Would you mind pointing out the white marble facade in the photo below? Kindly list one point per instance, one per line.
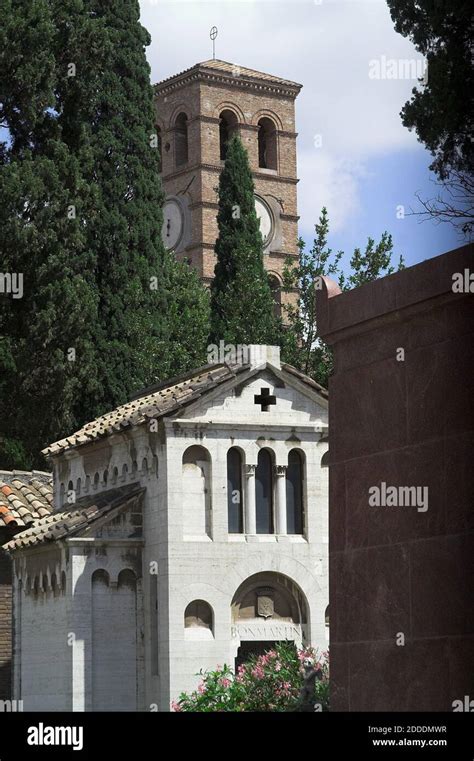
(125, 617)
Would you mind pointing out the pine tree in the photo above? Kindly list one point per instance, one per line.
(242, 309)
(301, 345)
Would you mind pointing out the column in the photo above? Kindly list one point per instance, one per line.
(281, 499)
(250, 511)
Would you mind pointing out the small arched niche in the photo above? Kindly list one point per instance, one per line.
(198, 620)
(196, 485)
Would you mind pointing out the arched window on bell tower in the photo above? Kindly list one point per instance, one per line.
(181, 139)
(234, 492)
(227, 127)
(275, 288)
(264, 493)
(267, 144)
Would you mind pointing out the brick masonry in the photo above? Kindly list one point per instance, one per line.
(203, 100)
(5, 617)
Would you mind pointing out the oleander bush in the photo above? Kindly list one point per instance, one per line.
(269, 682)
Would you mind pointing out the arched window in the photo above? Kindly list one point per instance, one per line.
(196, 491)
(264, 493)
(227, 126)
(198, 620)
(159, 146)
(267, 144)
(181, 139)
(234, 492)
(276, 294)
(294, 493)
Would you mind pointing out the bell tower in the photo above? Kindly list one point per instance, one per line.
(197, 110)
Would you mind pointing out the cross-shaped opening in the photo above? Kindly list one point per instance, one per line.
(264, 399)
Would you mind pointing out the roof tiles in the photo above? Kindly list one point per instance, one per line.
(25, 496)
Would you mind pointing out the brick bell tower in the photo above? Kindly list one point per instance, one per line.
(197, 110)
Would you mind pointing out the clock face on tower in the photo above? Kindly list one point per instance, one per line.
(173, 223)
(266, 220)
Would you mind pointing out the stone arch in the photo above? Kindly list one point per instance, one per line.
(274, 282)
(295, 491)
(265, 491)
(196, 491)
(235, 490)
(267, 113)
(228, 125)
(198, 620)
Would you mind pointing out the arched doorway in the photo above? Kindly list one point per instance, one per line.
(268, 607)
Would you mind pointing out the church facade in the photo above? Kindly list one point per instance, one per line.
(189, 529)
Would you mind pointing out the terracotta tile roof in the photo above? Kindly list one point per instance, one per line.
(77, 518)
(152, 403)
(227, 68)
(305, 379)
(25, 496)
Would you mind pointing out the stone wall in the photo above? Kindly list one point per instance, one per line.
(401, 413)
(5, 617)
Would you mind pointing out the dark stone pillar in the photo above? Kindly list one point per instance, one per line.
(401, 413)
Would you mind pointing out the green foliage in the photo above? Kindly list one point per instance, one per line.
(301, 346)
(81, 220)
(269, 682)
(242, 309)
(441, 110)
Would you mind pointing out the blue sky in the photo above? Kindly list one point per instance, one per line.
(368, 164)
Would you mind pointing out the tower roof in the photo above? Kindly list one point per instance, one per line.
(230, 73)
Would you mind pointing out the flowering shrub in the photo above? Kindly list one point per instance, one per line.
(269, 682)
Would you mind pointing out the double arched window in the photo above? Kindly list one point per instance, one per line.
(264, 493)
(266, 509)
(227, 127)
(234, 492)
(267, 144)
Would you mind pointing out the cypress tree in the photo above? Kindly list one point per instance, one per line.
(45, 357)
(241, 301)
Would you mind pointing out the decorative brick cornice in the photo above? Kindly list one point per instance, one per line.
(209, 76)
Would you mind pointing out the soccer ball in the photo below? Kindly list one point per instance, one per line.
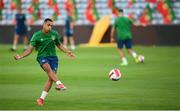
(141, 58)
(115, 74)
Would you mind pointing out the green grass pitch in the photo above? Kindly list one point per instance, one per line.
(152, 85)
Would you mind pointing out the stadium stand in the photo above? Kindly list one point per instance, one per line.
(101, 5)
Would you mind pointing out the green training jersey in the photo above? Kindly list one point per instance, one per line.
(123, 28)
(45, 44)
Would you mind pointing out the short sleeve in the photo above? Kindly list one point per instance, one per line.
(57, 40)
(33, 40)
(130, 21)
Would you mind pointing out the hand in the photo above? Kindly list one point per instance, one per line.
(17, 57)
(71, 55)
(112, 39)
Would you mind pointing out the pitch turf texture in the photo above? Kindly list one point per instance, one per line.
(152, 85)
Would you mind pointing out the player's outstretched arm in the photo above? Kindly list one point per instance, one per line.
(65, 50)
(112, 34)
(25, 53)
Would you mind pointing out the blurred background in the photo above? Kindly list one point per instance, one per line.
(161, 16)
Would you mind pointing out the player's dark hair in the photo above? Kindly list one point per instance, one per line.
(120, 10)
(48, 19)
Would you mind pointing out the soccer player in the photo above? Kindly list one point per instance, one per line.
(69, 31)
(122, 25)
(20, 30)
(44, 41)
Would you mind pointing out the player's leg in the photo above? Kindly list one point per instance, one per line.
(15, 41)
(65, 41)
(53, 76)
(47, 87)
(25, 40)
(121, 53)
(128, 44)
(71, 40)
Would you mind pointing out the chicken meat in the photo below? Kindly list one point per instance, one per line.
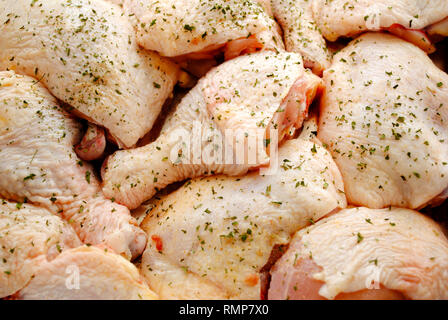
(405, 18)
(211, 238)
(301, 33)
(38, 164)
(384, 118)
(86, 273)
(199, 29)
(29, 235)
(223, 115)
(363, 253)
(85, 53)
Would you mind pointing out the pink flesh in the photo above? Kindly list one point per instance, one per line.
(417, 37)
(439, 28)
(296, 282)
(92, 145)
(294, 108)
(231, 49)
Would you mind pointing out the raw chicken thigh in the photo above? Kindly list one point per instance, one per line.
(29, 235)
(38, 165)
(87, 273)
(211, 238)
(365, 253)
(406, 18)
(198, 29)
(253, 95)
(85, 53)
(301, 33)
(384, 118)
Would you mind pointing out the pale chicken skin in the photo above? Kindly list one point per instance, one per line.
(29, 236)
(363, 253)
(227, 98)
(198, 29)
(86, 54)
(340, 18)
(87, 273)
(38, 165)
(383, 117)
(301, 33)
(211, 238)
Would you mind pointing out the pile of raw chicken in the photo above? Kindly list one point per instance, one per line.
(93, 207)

◇ ◇ ◇

Starting with the top line, write out all the data above exactly; keep the pictures out.

Would you mind pointing out the white marble facade in the photo below? Kindly list one point per instance, one per line.
(125, 617)
Would you mind pointing out the pine tree in the photo above? Kindly list one point per instance, one per line.
(242, 309)
(301, 345)
Would you mind pointing out the column in the photo above? Kindly list one point per instance, one per line.
(281, 499)
(250, 511)
Would you mind pointing out the small arched niche in the photo above? Kindly list one point per instance, one per line.
(198, 620)
(196, 485)
Would you mind pointing out the arched window on bell tower in the photo above? Kindly list one point per instance, one per line.
(181, 139)
(234, 492)
(227, 127)
(275, 288)
(264, 493)
(267, 144)
Would you mind pointing out the brick masonry in the photo above? Kindly list one point per instance, one per line.
(203, 100)
(5, 617)
Would you mind pointing out the oleander bush in the photo above? Kindly list one point per instance, one per line.
(269, 682)
Would you mind pointing out the arched window in the photo above? Kindly list one point per instance, one per line.
(196, 491)
(264, 493)
(227, 126)
(198, 620)
(159, 146)
(267, 144)
(181, 139)
(234, 492)
(276, 294)
(294, 493)
Would you mind pointing out the bell tower in the photo above? Kindly list one point per instance, one per line.
(197, 110)
Would you mind pointing out the cross-shaped opening in the photo above? Kindly list one point per instance, one per line.
(264, 399)
Would you mind pointing out the roof tiles in the photo above? Kindly list one point per instance, one per line.
(25, 496)
Would you mind pointing out the brick bell tower in the photo above? Kindly list one point per instance, one per line.
(197, 110)
Would you mind pointing out the clock face on tower in the photo above? Kindly list one point per instance, one per line.
(173, 223)
(266, 220)
Would you mind pointing out the stone arch in the photo above? Kindly list one point per instance, one per line.
(274, 282)
(295, 491)
(265, 491)
(196, 491)
(235, 490)
(267, 113)
(228, 125)
(198, 620)
Would you mind pointing out the arched doorway in the photo above? Kindly list one point per instance, one per line.
(268, 607)
Would you mind pointing out the church facade in the photo above? Kindly list one point per instance, one per line.
(189, 529)
Would you mind pointing out the terracotta tile roof in the photo above? Kindly list one point per instance, one per line.
(77, 518)
(152, 403)
(227, 68)
(305, 379)
(25, 496)
Would you mind pointing out the stone wall in the photo above? Kindly list one point per instance, one per line.
(401, 413)
(5, 617)
Would you mind pointing out the dark stone pillar in the photo above? Kindly list one point per instance, one per line.
(401, 413)
Would you mind pointing out the green foliage in the photo above? Kindly list one point per instance, one per line.
(301, 346)
(81, 220)
(269, 682)
(242, 309)
(441, 110)
Would you mind pointing out the blue sky in the photo above? Kindly list one point per instance, one per line.
(368, 164)
Would you mind pointing out the tower roof in the photo above? Kindly list one point per instance, one per line.
(230, 73)
Would you mind pointing out the flowering shrub in the photo above? Kindly list one point per instance, one per line.
(269, 682)
Would you mind pointing out the double arched window in the photo above? Kindly list one point per instance, one per line.
(264, 493)
(266, 509)
(227, 127)
(234, 492)
(267, 144)
Would you mind pointing out the cypress tree in the photo above? Kindly list one point per instance, one per line.
(45, 357)
(241, 301)
Would you mind pointing out the decorative brick cornice in the photo above? Kindly list one point per instance, one per line.
(209, 76)
Would you mind pointing out the soccer ball in the photo below? Kindly list one point per instance, one per line.
(141, 58)
(115, 74)
Would you mind pointing out the green grass pitch in the photo above? Kindly list one point per instance, one per line.
(152, 85)
Would you mind pointing out the stadium stand in the photo above? Kindly list one point per instance, one per line.
(101, 5)
Would you mind pointing out the green training jersey in the photo above? Kindly list one point per instance, one per line.
(123, 28)
(45, 44)
Would you mind pointing out the short sleeve in the photo above? Kindly list one point per instance, one per line.
(57, 40)
(33, 40)
(130, 21)
Would you mind pointing out the hand in the photo above? Kindly list one point per instance, one per line.
(17, 57)
(71, 55)
(112, 39)
Would you mind pointing out the pitch turf texture in the photo above? Kindly list one point per instance, one per line.
(152, 85)
Would you mind pointing out the player's outstretched arm in the photo above? Kindly list one point per instance, one per line.
(65, 50)
(112, 34)
(25, 53)
Would you mind pointing out the blurred background in the photo above? Kindly list one point per instance, one per line.
(161, 16)
Would you mind pointing out the player's dark hair in the photo above? Kindly list one point per instance, one per line.
(120, 10)
(48, 19)
Would you mind pointing out the soccer player in the photo above? Kindly list one point per instance, one per line.
(69, 31)
(122, 25)
(20, 30)
(44, 41)
Would you mind pointing out the player's leg in the photo above? Kindly list one point per instance, one per line.
(15, 41)
(65, 41)
(53, 76)
(47, 87)
(25, 40)
(121, 53)
(128, 44)
(71, 40)
Would you mind pointing out the chicken meat in the photo below? Kindly list one point per instance, one per line.
(405, 18)
(211, 238)
(301, 33)
(38, 164)
(384, 118)
(86, 273)
(199, 29)
(29, 235)
(223, 115)
(363, 253)
(85, 53)
Would you mind pointing out the pink flesh in the photo above? Kindly list one point per instance, one per line.
(417, 37)
(439, 28)
(296, 282)
(92, 145)
(294, 108)
(231, 49)
Would you mind pointing out the raw chicken thigh in the photo above? Kindly list one point per instance, one per line.
(29, 235)
(38, 165)
(87, 273)
(211, 238)
(365, 253)
(406, 18)
(198, 29)
(253, 95)
(85, 53)
(301, 33)
(384, 118)
Would you mind pointing out the pale chicken skin in the photo above? Kindly list one point per instance, one per line.
(29, 236)
(363, 253)
(227, 98)
(198, 29)
(86, 54)
(340, 18)
(87, 273)
(38, 165)
(383, 117)
(301, 33)
(211, 238)
Would you mind pointing out the pile of raw chicken in the photo above? Kindly list one point per instance, one per line.
(93, 207)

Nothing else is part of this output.